begin Document text

All of lore.kernel.org
 help / color / mirror / Atom feed
From: Peter Zijlstra <peterz@infradead.org>
To: Breno Leitao <leitao@debian.org>
Cc: "Thomas Gleixner" <tglx@kernel.org>,
	"Ingo Molnar" <mingo@redhat.com>,
	"Darren Hart" <dvhart@infradead.org>,
	"Davidlohr Bueso" <dave@stgolabs.net>,
	"André Almeida" <andrealmeid@igalia.com>,
	linux-kernel@vger.kernel.org, puranjay@kernel.org,
	rmikey@meta.com, stuclar@meta.com, namhyung@kernel.org,
	kernel-team@meta.com
Subject: Re: [PATCH RFC] futex: avoid false sharing between hb->chain and the bucket lock
Date: Tue, 9 Jun 2026 22:11:17 +0200	[thread overview]
Message-ID: <20260609201117.GA187714@noisy.programming.kicks-ass.net> (raw)
In-Reply-To: <aigTu8PqXn8wyhiK@gmail.com>

On Tue, Jun 09, 2026 at 08:28:16AM -0700, Breno Leitao wrote:

> > I'm really not sure, it *doubles* the futex memory cost.
> 
> I think it's worth the trade. The global hash scales linearly with
> num_possible_cpus(), so the extra bytes track the same curve as the machines
> that actually need the fix
> 
> in simpler words, a box big enough to feel this contention has plenty of RAM
> headroom to absorb it.

You might not have heard, but RAM has gotten ludicrously expensive.

Anyway, how does something like the below work for you? It's a total
hack job, but it (sorta) builds and runs.

end Document text

Problems to solve:
**A)** Transcribe the stretch of the futex email from "In-Reply-To: <aigTu8PqXn8wyhiK@gmail.com>" through "gotten ludicrously expensive.".
**B)** Using the futex email, answer each of these:
(i) What does the quoted reply say the global hash scales linearly with?
(ii) What does the reply say has gotten ludicrously expensive?
(iii) On what date was the message sent?

begin Records supplied

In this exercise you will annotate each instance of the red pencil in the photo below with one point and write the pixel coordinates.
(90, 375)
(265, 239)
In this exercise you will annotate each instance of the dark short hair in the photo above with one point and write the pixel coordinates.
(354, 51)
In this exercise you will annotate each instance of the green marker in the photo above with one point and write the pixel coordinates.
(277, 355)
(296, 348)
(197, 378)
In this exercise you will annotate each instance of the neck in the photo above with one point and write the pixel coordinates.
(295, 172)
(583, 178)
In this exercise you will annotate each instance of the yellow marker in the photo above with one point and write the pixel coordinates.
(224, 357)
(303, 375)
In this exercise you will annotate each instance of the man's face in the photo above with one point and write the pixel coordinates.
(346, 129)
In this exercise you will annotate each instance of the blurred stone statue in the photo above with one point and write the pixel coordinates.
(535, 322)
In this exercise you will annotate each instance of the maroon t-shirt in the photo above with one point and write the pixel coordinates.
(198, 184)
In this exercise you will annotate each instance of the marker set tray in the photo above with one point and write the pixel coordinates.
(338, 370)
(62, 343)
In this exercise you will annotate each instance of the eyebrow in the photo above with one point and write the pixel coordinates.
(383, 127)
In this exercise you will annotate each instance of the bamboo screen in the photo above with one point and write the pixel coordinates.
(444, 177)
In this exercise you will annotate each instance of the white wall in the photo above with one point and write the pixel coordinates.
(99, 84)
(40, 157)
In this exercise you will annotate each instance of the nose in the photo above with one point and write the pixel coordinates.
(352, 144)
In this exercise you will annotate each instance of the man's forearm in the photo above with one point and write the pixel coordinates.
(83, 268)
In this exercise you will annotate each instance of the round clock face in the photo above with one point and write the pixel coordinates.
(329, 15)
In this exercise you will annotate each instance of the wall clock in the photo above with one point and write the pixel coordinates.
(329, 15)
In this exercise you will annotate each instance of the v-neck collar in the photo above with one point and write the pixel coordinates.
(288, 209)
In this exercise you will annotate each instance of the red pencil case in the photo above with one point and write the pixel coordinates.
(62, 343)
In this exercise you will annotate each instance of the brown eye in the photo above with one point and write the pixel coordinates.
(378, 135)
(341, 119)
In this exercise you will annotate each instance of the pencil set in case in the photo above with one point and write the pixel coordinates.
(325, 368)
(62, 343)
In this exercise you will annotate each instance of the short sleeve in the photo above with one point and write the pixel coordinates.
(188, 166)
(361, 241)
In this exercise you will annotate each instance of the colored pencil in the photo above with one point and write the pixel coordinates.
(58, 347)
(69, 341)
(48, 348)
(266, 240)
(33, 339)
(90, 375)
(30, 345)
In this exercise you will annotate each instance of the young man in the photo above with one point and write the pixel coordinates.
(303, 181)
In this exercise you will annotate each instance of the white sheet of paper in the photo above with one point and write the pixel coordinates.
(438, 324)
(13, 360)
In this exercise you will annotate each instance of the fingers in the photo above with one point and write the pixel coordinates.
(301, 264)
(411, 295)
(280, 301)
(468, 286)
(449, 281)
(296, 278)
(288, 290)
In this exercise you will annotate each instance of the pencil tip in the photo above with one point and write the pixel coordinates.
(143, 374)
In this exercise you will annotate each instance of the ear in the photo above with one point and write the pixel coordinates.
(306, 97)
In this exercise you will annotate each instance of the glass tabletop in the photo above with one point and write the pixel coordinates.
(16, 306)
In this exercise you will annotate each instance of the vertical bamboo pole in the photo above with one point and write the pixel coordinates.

end Records supplied

Task-by-task results:
**A)**
In-Reply-To: <aigTu8PqXn8wyhiK@gmail.com>

On Tue, Jun 09, 2026 at 08:28:16AM -0700, Breno Leitao wrote:

> > I'm really not sure, it *doubles* the futex memory cost.
> 
> I think it's worth the trade. The global hash scales linearly with
> num_possible_cpus(), so the extra bytes track the same curve as the machines
> that actually need the fix
> 
> in simpler words, a box big enough to feel this contention has plenty of RAM
> headroom to absorb it.

You might not have heard, but RAM has gotten ludicrously expensive.

**B)**
(i) num_possible_cpus()
(ii) RAM
(iii) Tuesday, 9 June 2026